## Written request
Reproduce the following records exactly from the line containing "Would you be able to point out the crystal" onward, ending with the last line and including it.

**** Input ****

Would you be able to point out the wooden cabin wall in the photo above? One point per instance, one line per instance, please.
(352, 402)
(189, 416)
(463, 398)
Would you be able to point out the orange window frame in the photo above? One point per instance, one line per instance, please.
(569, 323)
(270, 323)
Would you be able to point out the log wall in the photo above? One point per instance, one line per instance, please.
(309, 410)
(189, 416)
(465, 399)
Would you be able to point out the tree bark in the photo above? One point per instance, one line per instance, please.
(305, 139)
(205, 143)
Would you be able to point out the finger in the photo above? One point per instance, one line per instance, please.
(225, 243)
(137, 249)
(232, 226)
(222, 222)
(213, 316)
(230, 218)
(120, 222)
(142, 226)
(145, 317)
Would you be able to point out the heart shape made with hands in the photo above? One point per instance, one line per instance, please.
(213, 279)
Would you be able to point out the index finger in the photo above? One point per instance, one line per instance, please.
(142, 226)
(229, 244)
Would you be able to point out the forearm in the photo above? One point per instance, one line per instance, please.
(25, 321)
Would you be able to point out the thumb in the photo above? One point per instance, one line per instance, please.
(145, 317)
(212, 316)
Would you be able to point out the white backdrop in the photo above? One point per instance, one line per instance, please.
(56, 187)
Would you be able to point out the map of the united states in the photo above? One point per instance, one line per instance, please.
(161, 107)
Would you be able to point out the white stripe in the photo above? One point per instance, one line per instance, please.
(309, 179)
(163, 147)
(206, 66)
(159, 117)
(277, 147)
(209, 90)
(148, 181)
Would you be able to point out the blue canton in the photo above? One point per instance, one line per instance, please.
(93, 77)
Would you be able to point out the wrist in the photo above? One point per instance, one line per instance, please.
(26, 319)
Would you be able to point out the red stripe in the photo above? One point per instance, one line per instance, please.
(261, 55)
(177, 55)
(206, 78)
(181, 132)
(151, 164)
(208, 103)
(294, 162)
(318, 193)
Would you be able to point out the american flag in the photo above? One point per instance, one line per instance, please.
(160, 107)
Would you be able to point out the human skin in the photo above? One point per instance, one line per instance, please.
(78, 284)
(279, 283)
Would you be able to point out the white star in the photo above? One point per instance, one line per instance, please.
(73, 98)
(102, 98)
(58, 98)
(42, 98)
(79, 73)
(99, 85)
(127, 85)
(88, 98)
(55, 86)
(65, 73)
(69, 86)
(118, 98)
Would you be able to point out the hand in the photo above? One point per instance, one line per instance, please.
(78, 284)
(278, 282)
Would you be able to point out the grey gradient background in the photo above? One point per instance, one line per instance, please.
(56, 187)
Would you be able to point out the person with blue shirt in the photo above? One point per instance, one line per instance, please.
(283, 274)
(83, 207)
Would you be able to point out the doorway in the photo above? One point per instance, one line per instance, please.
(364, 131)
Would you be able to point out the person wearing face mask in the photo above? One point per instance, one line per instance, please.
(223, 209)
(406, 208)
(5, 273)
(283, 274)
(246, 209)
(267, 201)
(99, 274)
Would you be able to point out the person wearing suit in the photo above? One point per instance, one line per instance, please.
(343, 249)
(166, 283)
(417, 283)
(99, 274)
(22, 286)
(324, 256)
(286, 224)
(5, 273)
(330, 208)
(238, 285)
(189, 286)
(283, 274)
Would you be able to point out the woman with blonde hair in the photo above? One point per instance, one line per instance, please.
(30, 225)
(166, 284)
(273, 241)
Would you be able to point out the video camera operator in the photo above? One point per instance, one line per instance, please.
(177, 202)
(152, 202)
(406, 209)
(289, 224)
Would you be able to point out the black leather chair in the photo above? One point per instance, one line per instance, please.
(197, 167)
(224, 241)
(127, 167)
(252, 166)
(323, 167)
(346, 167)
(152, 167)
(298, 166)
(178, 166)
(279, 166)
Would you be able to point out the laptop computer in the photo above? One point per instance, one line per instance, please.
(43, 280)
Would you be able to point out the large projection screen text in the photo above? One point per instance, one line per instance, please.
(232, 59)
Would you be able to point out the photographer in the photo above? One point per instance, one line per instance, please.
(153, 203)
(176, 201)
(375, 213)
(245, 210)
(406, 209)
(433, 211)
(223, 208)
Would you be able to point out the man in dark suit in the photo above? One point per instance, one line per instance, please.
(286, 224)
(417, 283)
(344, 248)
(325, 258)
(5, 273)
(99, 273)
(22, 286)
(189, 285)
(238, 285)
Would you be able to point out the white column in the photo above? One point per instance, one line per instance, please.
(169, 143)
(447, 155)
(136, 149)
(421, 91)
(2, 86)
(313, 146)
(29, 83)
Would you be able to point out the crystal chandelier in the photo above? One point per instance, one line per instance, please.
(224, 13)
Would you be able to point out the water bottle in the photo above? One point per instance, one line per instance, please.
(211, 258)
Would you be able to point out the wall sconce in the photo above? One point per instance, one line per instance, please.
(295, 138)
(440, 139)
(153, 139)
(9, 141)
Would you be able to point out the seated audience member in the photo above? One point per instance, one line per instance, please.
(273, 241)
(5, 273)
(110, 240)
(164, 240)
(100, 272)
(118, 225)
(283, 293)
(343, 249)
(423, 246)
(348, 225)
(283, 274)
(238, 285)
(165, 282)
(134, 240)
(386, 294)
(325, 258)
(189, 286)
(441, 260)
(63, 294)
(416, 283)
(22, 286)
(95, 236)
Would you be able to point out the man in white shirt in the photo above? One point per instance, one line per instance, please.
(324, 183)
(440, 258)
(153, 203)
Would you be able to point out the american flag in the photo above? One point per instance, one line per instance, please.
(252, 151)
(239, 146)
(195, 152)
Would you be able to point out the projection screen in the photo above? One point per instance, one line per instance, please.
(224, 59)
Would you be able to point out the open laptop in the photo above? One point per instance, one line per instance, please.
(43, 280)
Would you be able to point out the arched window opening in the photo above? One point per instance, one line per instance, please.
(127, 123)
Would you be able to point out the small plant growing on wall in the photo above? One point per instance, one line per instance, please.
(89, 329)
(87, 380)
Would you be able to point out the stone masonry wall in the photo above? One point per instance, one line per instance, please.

****

## Exercise result
Would you be able to point out the crystal chandelier in the photo above? One point per instance, one line per instance, please.
(224, 13)
Would you be able to point out the water bottle in the photo above? One point per instance, one line per instance, please.
(211, 258)
Would you be able to point out the wall sconce in the photo above? One point per instance, one line per instance, please.
(295, 138)
(440, 139)
(153, 139)
(9, 141)
Would you be able to point out the seated audience member in the photo above? One point per instance, one line per instance, please.
(273, 241)
(5, 273)
(110, 240)
(164, 240)
(100, 272)
(118, 225)
(283, 293)
(343, 249)
(423, 246)
(348, 225)
(283, 274)
(238, 285)
(165, 282)
(134, 240)
(386, 294)
(325, 258)
(189, 286)
(441, 260)
(63, 294)
(416, 283)
(22, 286)
(95, 236)
Would you be able to point out the man in white shirt in the photo above? One point per instance, one line per instance, please.
(324, 183)
(440, 258)
(153, 203)
Would you be able to point out the american flag in the photo above? One point per instance, one line per instance, please.
(252, 151)
(239, 146)
(195, 152)
Would you be able to point out the projection screen in the photo above? One point per instance, one line per instance, please.
(224, 59)
Would you be able to point out the open laptop in the photo above? One point per instance, one line per instance, please.
(43, 280)
Would you be able to point out the arched window opening in the photo above? One point per instance, one line per instance, please.
(127, 123)
Would you be able to point out the small plant growing on wall in the photo above? One point per instance, one line per instance, please.
(89, 329)
(87, 380)
Would you be able to point out the stone masonry wall in the photo above? One point per instance, one line per instance, please.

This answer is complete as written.